■ **Extrait**:
_ _ _ _ _ _ _
# iMac G5 spécial FNAC



## r e m y (28 Février 2005)

Vu dans le magazine Contact de la FNAC (reçu hier)

La FNAC commercialise une verison "spéciale FNAC" de l'iMac G5:

version 17" 1,8 GHz, 512 Mo de Ram (mais je ne sais pas si c'est en 1 ou 2 barrettes), bluetooth intégré + clavier et souris bluetooth, disque dur 80 Go 7200 tr/mn,

1500 Euros pour les adhérents FNAC (1670 euros pour les autres)


----------



## marillion (28 Février 2005)

Je l'ai pris et la barette est de 512 mo sur un dim ;0)


----------



## r e m y (28 Février 2005)

Et peux-tu confirmer que le disque dur est bien un 7200 tr/mn?

(c'est drôle, j'ai l'impression que pour une fois on va dire du bien de la FNAC sur ces forums...) :rose:


----------



## Nico206 (28 Février 2005)

Acheté aujourd'hui également.
A noté que iLife'05 est préinstallé et Mac OSX est en version 10.3.7
Chose étonnante également, OSX est sur 3 cds est non 1 DVD...
Je me demande si iLife'05 est compris dans les cds d'install car y a pas de cd ou DVD séparé.


----------



## marillion (28 Février 2005)

Comment savoir si le DD est de 7200 tr/mn ?
Effectivement Mac os X est en version 10.3.7, pour ilife, dommage j'avais acheté la verions 2005 à 19¤ chez apple


----------



## marillion (28 Février 2005)

Model Number:ST380013AS Capacity:80 GB Speed:7200 rpm

L'ancien n'avait pas ça ? Je veux dire celui sans bluetooth.


----------



## GLX (28 Février 2005)

r e m y a dit:
			
		

> Vu dans le magazine Contact de la FNAC (reçu hier)
> 
> La FNAC commercialise une verison "spéciale FNAC" de l'iMac G5:
> 
> ...


Autre option pour les autres (comme moi, ni adhérent et à + de 100 km d'une FNAC) : je viens de recevoir d'Apple un coupon de remise de 100 euros HT 
ça met  le 1.8 à 1378 euros (sans l'option bluetooth et juste 256 Mo de ram).


----------



## Nico206 (28 Février 2005)

marillion a dit:
			
		

> Model Number:ST380013AS Capacity:80 GB Speed:7200 rpm
> 
> L'ancien n'avait pas ça ? Je veux dire celui sans bluetooth.



si, c'est idem. On a juste le bluetooth (+ clavier + souris) et 256Mo de+ (une barrette de 512Mo) et aussi iLife'05 au lieu de iLife'04 (sur les anciens modèle genre début 2005).


----------



## hippo sulfite (1 Mars 2005)

J'ai craqué pour ce modèle le week-end dernier. Voici mes remarques :
Tout d'abord, ce que j'y ai ajoué : une carte airport extrême et une barette de 512 MO suppléméntaire.

Ensuite ce que j'ai constaté : 
En préinstallé :
        le module bluetooth
        ilife 04 ( mais le DVD dilife 05 est dans le carton )
_ _ _ _ _ _ _
■ **Données enregistrées**:
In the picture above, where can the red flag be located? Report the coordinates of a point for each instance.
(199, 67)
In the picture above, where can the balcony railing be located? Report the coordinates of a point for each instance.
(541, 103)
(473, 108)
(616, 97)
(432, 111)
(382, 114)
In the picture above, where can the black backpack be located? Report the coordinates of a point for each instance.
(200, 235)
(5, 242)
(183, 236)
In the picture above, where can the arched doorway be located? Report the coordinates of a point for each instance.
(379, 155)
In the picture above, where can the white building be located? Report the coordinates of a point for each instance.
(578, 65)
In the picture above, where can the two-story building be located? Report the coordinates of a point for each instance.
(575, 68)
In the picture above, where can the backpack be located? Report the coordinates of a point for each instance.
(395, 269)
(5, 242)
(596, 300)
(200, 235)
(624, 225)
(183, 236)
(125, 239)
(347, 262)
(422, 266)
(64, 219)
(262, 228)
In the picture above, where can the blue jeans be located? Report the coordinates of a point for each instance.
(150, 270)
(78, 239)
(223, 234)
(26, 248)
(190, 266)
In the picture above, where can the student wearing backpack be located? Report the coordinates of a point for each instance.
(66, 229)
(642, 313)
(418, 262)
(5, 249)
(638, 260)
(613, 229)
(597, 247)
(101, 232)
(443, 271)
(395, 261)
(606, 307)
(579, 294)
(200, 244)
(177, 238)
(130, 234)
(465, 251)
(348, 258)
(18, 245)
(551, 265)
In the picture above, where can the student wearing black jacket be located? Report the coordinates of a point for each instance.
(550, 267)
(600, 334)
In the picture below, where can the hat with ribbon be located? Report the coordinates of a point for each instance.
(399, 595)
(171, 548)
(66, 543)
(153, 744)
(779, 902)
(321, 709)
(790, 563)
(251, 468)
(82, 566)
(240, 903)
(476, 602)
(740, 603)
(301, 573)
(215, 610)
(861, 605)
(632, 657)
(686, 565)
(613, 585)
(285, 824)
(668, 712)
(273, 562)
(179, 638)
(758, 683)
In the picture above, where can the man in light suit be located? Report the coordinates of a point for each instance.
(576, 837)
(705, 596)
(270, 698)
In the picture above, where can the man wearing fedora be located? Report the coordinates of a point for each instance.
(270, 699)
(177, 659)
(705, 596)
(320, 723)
_ _ _ _ _ _ _
■ **Consignes**:
(a) Recopiez tout le passage de la discussion sur l'iMac G5 spécial FNAC, depuis « Je l'ai pris » jusqu'à « un 7200 tr/mn? ».
(b) Dans la discussion sur l'iMac G5 spécial FNAC, quel est le prix de cette version pour les adhérents FNAC ?

■ **Résultats de l'exercice**:
(a)
Je l'ai pris et la barette est de 512 mo sur un dim ;0)


----------



## r e m y (28 Février 2005)

Et peux-tu confirmer que le disque dur est bien un 7200 tr/mn?

(b) Elle coûte 1500 euros pour les adhérents FNAC.